_ASSIGNED TASK_
Write out every entry again with "rough mask" swapped for "coarse mask" and nothing else changed, leaving out the pictures.

_RECORDS SUPPLIED_
■ ■ ■ ■ ■

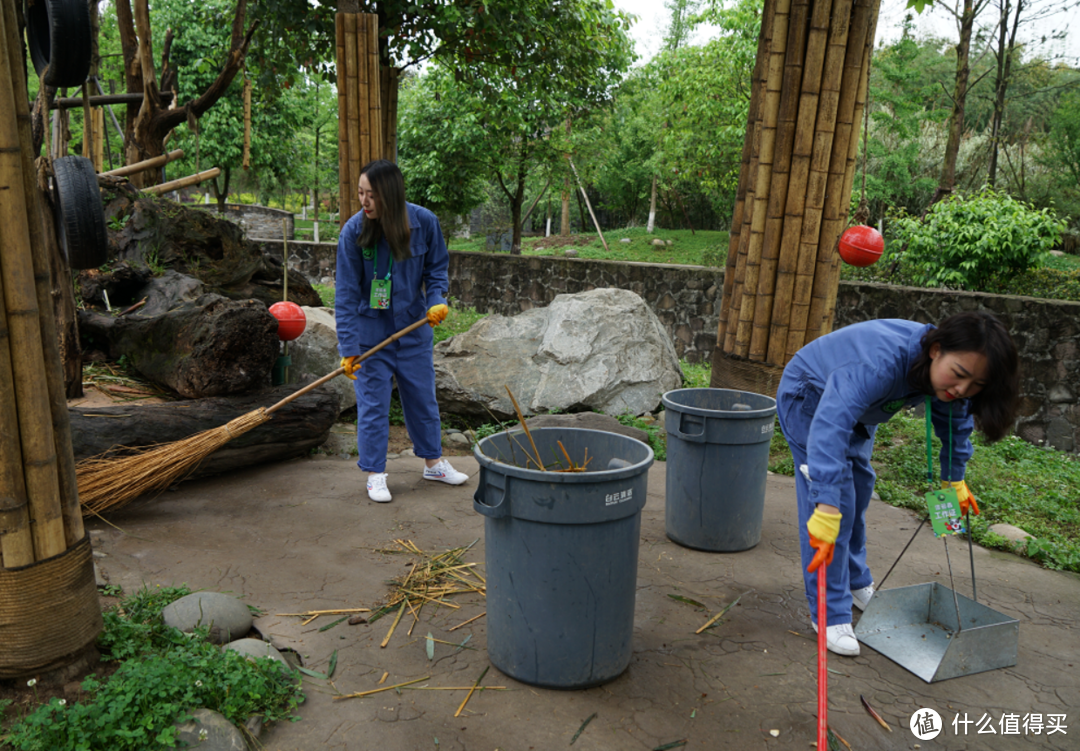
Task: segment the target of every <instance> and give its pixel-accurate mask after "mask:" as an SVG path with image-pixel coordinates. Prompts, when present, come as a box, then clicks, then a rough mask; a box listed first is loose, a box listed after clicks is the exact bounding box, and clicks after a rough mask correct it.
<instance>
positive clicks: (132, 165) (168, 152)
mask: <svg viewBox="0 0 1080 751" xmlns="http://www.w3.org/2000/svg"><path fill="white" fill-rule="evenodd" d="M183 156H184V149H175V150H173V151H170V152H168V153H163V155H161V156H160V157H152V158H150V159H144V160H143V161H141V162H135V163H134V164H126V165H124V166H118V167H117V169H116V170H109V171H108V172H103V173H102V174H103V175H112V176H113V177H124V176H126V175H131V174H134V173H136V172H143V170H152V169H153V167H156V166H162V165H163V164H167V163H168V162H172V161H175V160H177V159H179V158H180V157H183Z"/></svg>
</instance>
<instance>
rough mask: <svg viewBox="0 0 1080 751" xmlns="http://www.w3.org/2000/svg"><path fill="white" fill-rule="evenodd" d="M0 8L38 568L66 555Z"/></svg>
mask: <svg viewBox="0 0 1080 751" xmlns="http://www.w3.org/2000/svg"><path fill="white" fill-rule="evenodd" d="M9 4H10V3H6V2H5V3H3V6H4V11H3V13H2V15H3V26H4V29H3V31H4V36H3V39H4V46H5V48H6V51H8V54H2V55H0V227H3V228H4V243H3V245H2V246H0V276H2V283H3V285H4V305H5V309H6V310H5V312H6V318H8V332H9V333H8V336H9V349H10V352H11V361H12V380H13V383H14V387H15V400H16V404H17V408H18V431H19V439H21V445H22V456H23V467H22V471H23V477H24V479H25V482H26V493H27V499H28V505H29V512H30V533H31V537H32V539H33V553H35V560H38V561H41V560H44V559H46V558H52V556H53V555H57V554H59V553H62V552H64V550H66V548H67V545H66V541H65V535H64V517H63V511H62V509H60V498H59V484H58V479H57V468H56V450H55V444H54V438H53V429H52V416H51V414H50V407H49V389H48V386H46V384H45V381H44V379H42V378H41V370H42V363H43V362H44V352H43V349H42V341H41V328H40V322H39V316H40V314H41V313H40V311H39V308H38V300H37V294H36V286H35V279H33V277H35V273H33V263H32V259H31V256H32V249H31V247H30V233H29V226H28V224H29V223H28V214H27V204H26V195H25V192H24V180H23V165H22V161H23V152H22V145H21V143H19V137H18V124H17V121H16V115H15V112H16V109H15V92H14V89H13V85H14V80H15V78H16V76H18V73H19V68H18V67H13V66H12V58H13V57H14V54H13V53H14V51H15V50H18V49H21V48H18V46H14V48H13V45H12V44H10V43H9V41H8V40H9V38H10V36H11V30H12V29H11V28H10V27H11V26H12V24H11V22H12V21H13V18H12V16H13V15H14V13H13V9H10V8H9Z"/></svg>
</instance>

■ ■ ■ ■ ■

_SOLUTION BELOW_
Task: segment the target of every <instance> and give its pixel-accurate mask after "mask:" as an SVG path with image-pixel coordinates. Prompts, when present, come as a box, then clicks, then a coarse mask; a box listed first is loose, a box listed after clicks is the exact bounding box, and clicks after a coarse mask correct it.
<instance>
positive clicks: (132, 165) (168, 152)
mask: <svg viewBox="0 0 1080 751" xmlns="http://www.w3.org/2000/svg"><path fill="white" fill-rule="evenodd" d="M183 156H184V149H175V150H173V151H170V152H168V153H163V155H161V156H160V157H152V158H150V159H144V160H143V161H141V162H135V163H134V164H126V165H124V166H118V167H117V169H116V170H109V171H108V172H103V173H102V174H103V175H112V176H113V177H124V176H126V175H131V174H134V173H136V172H143V170H152V169H153V167H156V166H162V165H163V164H167V163H168V162H172V161H175V160H177V159H179V158H180V157H183Z"/></svg>
</instance>
<instance>
coarse mask: <svg viewBox="0 0 1080 751" xmlns="http://www.w3.org/2000/svg"><path fill="white" fill-rule="evenodd" d="M0 8L38 568L66 555Z"/></svg>
mask: <svg viewBox="0 0 1080 751" xmlns="http://www.w3.org/2000/svg"><path fill="white" fill-rule="evenodd" d="M9 4H10V3H6V2H5V3H3V6H4V11H3V13H2V15H3V26H4V29H3V31H4V36H3V39H4V46H5V48H6V51H8V54H2V55H0V227H3V228H4V243H3V245H2V246H0V276H2V283H3V285H4V305H5V309H6V310H5V312H6V318H8V332H9V333H8V336H9V349H10V352H11V361H12V380H13V383H14V387H15V400H16V404H17V408H18V431H19V439H21V445H22V456H23V467H22V471H23V477H24V479H25V482H26V493H27V499H28V505H29V512H30V533H31V537H32V539H33V553H35V560H38V561H41V560H44V559H46V558H52V556H53V555H57V554H59V553H62V552H64V550H66V548H67V545H66V541H65V535H64V517H63V511H62V509H60V498H59V484H58V479H57V468H56V450H55V444H54V438H53V429H52V416H51V414H50V407H49V389H48V386H46V384H45V381H44V379H42V378H41V370H42V363H43V362H44V352H43V349H42V341H41V328H40V322H39V316H40V314H41V313H40V311H39V308H38V300H37V294H36V286H35V279H33V277H35V273H33V263H32V259H31V256H32V249H31V247H30V233H29V226H28V224H29V223H28V214H27V204H26V195H25V192H24V180H23V165H22V161H23V152H22V145H21V143H19V137H18V124H17V121H16V115H15V112H16V109H15V92H14V89H13V85H14V80H15V78H16V76H18V73H19V68H18V67H13V66H12V58H13V57H14V54H13V53H14V51H15V50H18V49H21V48H18V46H14V48H13V45H12V44H10V43H9V41H8V40H9V38H10V36H11V30H12V29H11V28H10V27H11V26H12V24H11V22H12V21H13V18H12V16H13V15H14V13H13V9H10V8H9Z"/></svg>
</instance>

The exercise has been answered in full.